段光
出典: フリー百科事典『ウィキペディア(Wikipedia)』 (2025/03/20 10:42 UTC 版)
段 光(だん こう、生没年不詳)は、モンゴル帝国(大元ウルス)支配下の雲南における第9代大理総管。
生涯
後述する天暦の内乱の影響により段光前後の系譜は不明な点が多いが、「京兆郡夫人墓誌銘」の記述により段俊の息子で、段勝という兄がいたと推定されている[1]。
史料上に明記されないが、当時の段氏では天暦の内乱において段俊が敗者の側(上都派)についたために没落し、勝者の側(大都派)に味方した段義の家が浮上していたようで、段俊の息子である段光もまたモンゴル政権と非友好的関係にあった[2]。
経緯は不明であるが、後至元年間(1335年 - 1340年)ころよりモンゴル政権による段光への攻撃が始まり、緒戦では高蓬の寝返りにより敗戦を喫したが、段義は河尾関の戦いでモンゴル軍の侵攻を食い止めることができたという[2]。その翌年、今度は段光側が張希嶠・楊生・張連らを派遣してモンゴル軍を攻めたが、「ただ3人のみが生き残った」と伝えられるほどの大敗を喫した[2]。しかしさらに翌年には段光が攻めてきたモンゴル軍に大勝を収めたとされ、以後は大規模な武力衝突はなくなっていったようである[3]。
この抗争がどのような帰結を迎えたかは定かではないが、これ以後段勝・段光兄弟と別家系の段功の家系が繁栄していることから、抗争を通じて段光の家系は没落してしまったようである[3]。

....................

• 練習の設問:
**a.** 段光についての文章を読み、次の問いに答えなさい。
(i) 段光は、モンゴル帝国支配下の雲南において第何代の大理総管とされているか。
(ii) 後至元年間は、西暦何年から何年までか。
(iii) 段光側がモンゴル軍を攻めるために派遣した人物として名前が挙げられているのは誰か。
**b.** 段光についての文章にある次の一文を英語に訳しなさい。「この抗争がどのような帰結を迎えたかは定かではないが、これ以後段勝・段光兄弟と別家系の段功の家系が繁栄していることから、抗争を通じて段光の家系は没落してしまったようである。」
**c.** 段光についての文章が終わったところから話を引き継ぎ、続きを書きなさい。
以下の行は、段光についての文章とは別の出典から取られたものである。

....................

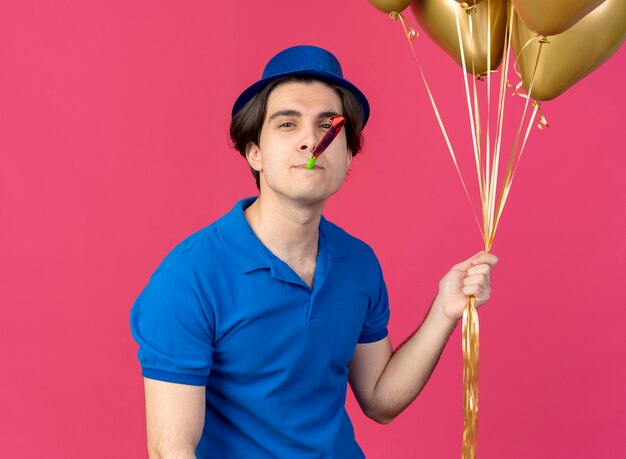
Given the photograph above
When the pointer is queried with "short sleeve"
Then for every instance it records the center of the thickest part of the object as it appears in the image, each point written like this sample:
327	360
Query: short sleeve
173	330
377	318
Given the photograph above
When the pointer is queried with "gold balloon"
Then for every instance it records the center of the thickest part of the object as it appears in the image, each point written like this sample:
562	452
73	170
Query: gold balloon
437	18
571	55
387	6
551	17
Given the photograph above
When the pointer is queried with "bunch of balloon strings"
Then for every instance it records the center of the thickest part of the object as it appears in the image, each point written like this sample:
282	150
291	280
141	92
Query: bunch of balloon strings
487	158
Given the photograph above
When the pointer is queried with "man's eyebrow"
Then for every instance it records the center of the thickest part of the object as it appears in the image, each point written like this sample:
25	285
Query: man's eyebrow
327	114
284	113
297	114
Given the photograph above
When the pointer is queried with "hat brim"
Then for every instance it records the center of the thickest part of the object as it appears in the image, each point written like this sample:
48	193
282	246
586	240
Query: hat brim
249	93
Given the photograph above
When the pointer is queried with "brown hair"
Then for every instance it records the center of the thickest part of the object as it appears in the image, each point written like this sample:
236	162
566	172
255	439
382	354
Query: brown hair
246	124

....................

• 解答:
**a.**
(i) 第9代
(ii) 1335年から1340年まで
(iii) 張希嶠・楊生・張連

**b.** It is not clear how this conflict ended, but since the family line of Duan Gong, a line separate from that of the brothers Duan Sheng and Duan Guang, prospered from then on, Duan Guang's family line appears to have declined through the course of the conflict.

**c.**
諸史料は段光が1344年(至正4年)に没したとするがこれは疑わしく、「京兆郡大人墓誌銘」によって少なくとも1361年(辛丑/至正21年)まで存命であったことが分かる[1]。また 1363年(至正23年)に四川の明玉珍が配下の万勝を雲南に派遣し、梁王バツァラワルミが敗走するという事件が起こったころも段光は存命であった[1][4]。1372年(洪武5年)、洪武帝が雲南に派遣した詔書にも「平章段光・都元帥段勝」と言及されている[5][6]。
脚注
- ^ a b c 林 1996, p. 16.
- ^ a b c 林 1996, p. 23.
- ^ a b 林 1996, p. 24.
- ^ 『南詔野史』で段光の時代の出来事として言及される「紅巾陥雲南」という記述は、『明史』明玉珍伝などから至正23年に起こった事件と推定されるため。
- ^ 林 1996, p. 17.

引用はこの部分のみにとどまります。